Turn the stored records below into a numbered list with no blank lines, starting at the line that contains "Indicate the black sneaker" and ending at the last line of the records. Include only those lines.

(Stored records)
* * *

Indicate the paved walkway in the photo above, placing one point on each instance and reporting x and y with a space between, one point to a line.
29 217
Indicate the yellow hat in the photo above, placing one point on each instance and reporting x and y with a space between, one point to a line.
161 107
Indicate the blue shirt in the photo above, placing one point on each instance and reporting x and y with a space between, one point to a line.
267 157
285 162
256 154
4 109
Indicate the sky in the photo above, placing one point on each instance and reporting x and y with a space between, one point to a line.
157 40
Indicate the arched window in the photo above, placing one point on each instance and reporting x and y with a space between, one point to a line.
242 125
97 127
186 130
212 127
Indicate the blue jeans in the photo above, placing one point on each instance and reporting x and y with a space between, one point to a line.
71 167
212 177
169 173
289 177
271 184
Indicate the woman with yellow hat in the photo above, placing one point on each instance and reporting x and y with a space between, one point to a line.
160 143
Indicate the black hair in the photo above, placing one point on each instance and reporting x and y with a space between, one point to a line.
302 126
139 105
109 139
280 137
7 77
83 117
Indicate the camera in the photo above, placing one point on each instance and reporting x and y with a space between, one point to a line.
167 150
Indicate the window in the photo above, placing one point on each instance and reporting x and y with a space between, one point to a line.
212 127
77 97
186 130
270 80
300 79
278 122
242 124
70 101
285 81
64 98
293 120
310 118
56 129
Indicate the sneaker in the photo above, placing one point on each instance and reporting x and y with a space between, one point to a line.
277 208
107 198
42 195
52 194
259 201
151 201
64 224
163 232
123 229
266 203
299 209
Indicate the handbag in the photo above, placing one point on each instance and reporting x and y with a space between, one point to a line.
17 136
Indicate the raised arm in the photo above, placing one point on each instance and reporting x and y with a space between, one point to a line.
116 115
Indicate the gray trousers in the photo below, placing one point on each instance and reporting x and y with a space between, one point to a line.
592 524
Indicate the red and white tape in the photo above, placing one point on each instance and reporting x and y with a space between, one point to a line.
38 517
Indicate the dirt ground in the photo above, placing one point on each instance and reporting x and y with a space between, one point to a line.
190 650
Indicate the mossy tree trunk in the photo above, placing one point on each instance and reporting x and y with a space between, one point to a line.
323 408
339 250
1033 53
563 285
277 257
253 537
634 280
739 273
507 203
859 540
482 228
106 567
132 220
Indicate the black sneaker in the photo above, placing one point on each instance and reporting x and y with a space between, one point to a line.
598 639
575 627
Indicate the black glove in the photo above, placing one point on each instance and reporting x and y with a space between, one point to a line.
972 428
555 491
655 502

* * *

### EXERCISE SOLUTION
1. Indicate the black sneaker in the photo above, placing one point on each instance and reporting x and y with a space between, one point to a line.
2. 598 639
3. 575 627
4. Indicate the black glove in the photo above, placing one point on each instance and reporting x and y with a space between, one point to a line.
5. 972 428
6. 555 491
7. 655 502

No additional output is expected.